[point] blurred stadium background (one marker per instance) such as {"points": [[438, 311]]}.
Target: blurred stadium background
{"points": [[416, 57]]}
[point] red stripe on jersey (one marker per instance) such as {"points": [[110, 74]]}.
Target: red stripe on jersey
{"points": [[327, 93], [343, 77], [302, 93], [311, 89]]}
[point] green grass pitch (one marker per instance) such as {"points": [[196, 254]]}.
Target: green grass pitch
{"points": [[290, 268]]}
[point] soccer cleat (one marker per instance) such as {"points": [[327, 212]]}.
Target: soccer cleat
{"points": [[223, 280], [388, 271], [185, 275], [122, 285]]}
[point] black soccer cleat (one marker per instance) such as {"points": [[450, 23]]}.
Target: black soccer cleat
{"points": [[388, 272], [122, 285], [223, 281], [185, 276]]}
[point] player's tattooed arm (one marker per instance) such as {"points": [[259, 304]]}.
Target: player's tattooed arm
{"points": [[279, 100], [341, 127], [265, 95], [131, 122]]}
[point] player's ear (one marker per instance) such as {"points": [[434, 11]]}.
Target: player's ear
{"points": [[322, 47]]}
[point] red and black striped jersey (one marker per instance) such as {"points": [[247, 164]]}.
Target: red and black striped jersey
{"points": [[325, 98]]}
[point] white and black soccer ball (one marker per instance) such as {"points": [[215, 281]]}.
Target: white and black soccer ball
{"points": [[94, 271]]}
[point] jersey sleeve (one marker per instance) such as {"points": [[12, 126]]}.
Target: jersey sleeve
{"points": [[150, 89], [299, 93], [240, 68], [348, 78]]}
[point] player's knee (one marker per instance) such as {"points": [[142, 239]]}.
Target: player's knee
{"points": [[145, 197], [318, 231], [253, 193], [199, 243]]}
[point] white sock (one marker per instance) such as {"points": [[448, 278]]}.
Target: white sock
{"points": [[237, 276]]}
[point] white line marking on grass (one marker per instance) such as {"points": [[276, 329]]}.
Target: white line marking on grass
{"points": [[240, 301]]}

◆ WHAT NEEDS TO BE DONE ◆
Render every line of the listing from the one containing "[point] white line" through its end, both included, as a JSON list with one string per line and blank lines omitted.

◆ SOLUTION TO THE EXERCISE ◆
[
  "[point] white line marking on grass (one marker per instance) such as {\"points\": [[276, 329]]}.",
  "Target: white line marking on grass",
  "{\"points\": [[240, 301]]}"
]